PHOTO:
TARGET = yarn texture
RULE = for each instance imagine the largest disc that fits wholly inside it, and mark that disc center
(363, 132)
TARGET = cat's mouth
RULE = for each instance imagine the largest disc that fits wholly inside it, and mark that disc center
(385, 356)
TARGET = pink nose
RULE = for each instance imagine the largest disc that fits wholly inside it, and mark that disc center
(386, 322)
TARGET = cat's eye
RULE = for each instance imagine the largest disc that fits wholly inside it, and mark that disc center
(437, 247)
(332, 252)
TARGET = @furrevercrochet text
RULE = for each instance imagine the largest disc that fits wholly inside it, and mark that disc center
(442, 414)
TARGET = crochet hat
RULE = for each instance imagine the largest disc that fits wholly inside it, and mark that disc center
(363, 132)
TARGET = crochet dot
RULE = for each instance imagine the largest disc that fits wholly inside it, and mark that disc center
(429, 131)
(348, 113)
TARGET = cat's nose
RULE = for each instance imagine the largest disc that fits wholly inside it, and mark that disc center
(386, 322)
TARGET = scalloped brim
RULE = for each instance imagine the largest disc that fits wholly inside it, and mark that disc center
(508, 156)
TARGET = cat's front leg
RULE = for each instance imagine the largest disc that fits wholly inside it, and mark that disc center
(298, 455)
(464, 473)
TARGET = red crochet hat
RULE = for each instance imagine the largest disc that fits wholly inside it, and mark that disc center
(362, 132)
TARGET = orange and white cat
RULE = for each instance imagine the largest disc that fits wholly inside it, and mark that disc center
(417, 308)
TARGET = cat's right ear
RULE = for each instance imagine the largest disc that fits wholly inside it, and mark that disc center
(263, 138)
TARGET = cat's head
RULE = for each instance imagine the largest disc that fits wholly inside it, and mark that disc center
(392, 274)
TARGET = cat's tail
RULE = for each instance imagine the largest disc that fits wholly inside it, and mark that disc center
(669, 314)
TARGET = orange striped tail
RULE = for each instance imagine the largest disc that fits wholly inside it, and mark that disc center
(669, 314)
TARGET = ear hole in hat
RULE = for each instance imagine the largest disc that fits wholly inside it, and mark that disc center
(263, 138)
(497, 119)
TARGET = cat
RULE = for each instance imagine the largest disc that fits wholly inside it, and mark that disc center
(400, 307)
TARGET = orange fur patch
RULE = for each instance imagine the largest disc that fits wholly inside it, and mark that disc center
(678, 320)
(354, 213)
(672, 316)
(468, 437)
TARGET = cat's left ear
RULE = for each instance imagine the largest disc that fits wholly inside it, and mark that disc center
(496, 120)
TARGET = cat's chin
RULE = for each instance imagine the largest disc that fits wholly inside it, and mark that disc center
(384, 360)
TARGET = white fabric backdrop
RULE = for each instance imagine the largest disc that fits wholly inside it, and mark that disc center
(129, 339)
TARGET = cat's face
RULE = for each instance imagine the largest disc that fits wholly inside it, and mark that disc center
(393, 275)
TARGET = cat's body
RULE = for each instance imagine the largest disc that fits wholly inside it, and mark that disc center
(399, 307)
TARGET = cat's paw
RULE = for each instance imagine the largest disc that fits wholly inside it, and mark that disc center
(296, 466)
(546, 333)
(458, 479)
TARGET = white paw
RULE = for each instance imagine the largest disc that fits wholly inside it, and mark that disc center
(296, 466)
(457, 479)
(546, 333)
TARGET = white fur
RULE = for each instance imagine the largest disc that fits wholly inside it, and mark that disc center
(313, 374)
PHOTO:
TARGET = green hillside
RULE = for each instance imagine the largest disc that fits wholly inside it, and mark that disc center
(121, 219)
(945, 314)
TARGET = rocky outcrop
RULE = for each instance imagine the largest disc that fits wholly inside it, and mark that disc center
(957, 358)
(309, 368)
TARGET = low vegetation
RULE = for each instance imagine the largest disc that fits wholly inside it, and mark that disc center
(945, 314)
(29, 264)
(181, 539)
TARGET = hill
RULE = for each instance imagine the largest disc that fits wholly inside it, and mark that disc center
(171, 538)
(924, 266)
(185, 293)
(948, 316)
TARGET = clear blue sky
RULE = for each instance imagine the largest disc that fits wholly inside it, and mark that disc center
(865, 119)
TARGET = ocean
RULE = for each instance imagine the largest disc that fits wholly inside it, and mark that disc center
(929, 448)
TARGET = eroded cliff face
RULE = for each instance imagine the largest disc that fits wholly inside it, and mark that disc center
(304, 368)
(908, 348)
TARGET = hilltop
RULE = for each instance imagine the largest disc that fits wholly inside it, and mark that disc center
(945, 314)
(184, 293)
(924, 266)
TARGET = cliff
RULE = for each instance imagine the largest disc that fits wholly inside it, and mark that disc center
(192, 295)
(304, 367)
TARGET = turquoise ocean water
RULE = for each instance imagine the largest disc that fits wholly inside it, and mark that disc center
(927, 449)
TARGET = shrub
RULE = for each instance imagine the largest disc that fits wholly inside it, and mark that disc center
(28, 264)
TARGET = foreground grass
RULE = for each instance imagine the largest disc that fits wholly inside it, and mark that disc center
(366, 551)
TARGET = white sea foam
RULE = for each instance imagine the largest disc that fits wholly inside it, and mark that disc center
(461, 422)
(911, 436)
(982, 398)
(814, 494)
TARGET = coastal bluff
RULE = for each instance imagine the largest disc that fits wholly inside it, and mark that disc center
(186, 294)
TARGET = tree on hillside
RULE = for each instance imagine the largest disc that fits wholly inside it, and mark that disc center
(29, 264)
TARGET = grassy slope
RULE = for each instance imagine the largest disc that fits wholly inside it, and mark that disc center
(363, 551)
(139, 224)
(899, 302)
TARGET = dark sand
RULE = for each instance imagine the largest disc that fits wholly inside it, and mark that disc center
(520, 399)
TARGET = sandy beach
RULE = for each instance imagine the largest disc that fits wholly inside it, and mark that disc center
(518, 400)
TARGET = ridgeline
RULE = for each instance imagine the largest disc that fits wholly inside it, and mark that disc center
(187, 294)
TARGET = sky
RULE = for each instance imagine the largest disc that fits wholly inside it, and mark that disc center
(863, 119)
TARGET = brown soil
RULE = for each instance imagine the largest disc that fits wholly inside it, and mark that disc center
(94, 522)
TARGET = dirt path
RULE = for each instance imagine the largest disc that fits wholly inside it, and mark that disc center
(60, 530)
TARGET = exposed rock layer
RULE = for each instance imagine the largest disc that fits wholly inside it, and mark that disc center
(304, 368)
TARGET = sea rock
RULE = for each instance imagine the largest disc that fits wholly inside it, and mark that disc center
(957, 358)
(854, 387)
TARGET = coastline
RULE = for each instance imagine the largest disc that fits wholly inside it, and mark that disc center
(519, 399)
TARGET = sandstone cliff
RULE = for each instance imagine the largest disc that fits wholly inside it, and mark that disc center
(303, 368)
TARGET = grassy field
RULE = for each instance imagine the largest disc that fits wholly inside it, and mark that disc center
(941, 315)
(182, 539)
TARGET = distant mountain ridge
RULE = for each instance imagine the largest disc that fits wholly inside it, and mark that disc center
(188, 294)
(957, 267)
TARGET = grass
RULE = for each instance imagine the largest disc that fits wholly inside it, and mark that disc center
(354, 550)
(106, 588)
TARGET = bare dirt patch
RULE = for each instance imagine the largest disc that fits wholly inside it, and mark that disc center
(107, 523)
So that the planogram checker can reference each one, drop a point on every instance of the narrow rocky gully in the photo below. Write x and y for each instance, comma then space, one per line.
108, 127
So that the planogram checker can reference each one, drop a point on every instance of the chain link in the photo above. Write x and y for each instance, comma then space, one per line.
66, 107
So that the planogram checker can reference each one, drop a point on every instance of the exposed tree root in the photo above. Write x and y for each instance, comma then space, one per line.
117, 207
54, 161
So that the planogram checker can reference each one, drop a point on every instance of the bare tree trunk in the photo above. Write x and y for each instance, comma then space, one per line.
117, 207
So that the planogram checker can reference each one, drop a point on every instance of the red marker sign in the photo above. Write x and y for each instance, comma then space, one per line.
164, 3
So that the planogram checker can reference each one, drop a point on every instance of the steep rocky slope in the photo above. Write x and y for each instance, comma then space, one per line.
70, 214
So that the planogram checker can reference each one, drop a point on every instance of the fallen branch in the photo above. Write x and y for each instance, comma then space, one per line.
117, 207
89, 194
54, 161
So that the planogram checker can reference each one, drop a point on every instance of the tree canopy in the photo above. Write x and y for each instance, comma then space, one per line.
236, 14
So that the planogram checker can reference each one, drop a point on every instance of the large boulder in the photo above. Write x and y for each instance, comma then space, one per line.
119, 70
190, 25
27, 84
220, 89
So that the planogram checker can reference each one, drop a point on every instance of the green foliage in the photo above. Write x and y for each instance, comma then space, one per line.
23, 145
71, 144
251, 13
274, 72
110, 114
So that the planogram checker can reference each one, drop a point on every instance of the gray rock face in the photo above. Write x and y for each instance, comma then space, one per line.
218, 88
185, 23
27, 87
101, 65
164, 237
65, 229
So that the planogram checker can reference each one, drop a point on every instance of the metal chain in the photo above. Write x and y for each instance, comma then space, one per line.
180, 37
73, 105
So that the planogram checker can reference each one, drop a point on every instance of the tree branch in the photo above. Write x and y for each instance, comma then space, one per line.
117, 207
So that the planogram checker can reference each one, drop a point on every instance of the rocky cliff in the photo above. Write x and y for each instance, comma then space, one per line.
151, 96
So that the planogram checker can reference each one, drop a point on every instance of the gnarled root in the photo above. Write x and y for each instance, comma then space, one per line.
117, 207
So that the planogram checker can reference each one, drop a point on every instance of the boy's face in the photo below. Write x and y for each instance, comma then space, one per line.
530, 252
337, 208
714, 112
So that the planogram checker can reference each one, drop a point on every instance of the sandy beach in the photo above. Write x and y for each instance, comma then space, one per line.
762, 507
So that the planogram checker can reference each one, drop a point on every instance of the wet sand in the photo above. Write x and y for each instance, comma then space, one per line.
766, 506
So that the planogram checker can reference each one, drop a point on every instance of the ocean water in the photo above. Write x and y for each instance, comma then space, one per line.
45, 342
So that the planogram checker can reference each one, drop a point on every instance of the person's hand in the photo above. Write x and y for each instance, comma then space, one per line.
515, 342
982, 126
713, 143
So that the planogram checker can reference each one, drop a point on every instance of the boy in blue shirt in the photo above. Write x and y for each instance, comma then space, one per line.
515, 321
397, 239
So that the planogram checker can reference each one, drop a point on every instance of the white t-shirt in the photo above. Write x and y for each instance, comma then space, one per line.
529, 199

---------------

Copy out every line in the stretch from the line containing "of the white" through the end of the material, requests included. Scale each coordinate in the answers by 0.3, rounding to whole numbers with halves going up.

## Solution for this problem
So that the planogram checker can reference each one, drop a point on every instance of the white t-shirt in the photo above. Write x and y for each instance, comma then space, one per line.
159, 60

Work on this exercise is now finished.